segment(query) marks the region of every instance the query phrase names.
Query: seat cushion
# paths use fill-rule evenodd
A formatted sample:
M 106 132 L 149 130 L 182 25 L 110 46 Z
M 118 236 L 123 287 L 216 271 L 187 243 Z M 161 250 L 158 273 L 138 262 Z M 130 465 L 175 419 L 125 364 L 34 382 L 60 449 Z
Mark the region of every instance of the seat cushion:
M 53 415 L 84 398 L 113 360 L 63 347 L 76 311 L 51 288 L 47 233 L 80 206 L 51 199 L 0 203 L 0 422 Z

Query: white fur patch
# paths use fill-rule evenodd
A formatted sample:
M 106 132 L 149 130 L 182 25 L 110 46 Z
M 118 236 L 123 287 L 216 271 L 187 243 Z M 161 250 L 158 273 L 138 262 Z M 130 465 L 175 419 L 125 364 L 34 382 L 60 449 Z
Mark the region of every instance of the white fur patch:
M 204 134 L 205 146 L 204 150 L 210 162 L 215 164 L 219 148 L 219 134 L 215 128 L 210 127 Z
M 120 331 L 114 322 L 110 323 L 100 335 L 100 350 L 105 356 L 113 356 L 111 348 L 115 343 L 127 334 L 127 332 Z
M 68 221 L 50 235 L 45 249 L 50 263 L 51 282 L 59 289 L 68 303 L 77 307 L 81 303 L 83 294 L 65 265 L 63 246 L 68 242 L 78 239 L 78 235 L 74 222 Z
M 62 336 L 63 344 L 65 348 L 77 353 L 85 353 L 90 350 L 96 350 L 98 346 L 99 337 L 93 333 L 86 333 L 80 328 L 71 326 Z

• [WRITTEN REQUEST] Can you update the entries above so that "evenodd" becomes "nonzero" wherever it occurs, with every other line left as it is?

• [WORKED SOLUTION]
segment(query) marks the region of every instance the query phrase names.
Query: seat cushion
# paths use fill-rule nonzero
A formatted sample:
M 106 132 L 149 130 L 182 25 L 110 46 Z
M 118 236 L 123 287 L 216 271 L 187 243 Z M 161 250 L 158 273 L 138 262 Z M 130 465 L 175 419 L 125 364 L 34 382 L 60 449 Z
Mark the region of every instance of the seat cushion:
M 53 415 L 84 398 L 113 360 L 63 347 L 76 311 L 51 288 L 47 233 L 80 206 L 51 199 L 0 203 L 0 422 Z

Query: white fur patch
# paths use fill-rule nonzero
A formatted sample:
M 106 132 L 149 130 L 182 25 L 110 46 Z
M 118 236 L 123 287 L 216 271 L 187 243 Z M 161 250 L 158 273 L 138 262 Z M 130 465 L 175 419 L 125 364 L 34 382 L 60 449 Z
Mark the region of every instance of the white fur patch:
M 204 134 L 205 146 L 204 150 L 210 162 L 215 164 L 219 148 L 219 134 L 215 128 L 210 127 Z
M 120 331 L 114 322 L 110 323 L 100 335 L 100 350 L 105 356 L 113 356 L 111 348 L 115 343 L 127 334 L 127 332 Z
M 68 221 L 50 235 L 45 249 L 50 263 L 51 282 L 59 289 L 68 303 L 77 307 L 81 303 L 83 294 L 65 265 L 63 246 L 68 242 L 78 239 L 78 235 L 74 222 Z
M 62 336 L 63 344 L 65 348 L 77 353 L 85 353 L 90 350 L 96 350 L 98 346 L 99 337 L 93 333 L 86 333 L 80 328 L 71 326 Z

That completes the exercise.